__Korte opdracht__
Filter uit de items hieronder elke regel die de tekenreeks "brackets" bevat en neem die regels ongewijzigd over. Het verschil tussen hoofdletters en kleine letters telt mee.

__Fragment uit dataset__
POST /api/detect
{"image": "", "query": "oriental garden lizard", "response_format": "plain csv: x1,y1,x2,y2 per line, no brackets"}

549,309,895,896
* * *
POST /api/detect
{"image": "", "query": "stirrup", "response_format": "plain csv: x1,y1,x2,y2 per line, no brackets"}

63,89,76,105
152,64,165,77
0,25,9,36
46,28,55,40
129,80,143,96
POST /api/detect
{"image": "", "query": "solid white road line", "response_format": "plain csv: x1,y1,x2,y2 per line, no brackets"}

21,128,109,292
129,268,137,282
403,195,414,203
...
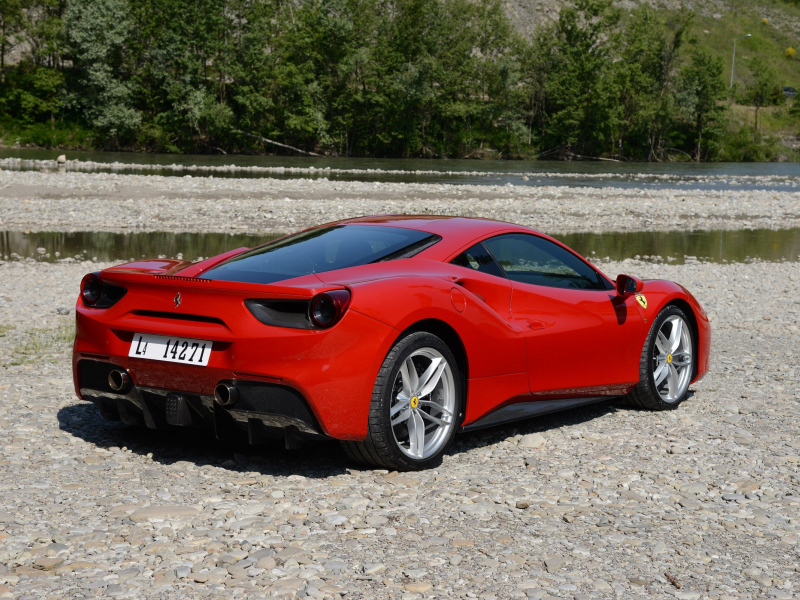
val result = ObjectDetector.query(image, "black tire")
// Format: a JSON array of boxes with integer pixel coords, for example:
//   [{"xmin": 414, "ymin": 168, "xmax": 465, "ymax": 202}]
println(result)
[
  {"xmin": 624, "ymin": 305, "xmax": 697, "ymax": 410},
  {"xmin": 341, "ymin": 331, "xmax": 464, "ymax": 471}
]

__Antwoord op opdracht__
{"image": "", "query": "oriental garden lizard", "response_format": "plain csv: x1,y1,x2,y2 per line, no brackets"}
{"image": "", "query": "stirrup", "response_format": "plain csv: x1,y1,x2,y2 per line, no brackets"}
{"image": "", "query": "solid white road line", "response_format": "plain csv: x1,y1,x2,y2 per line, no brackets"}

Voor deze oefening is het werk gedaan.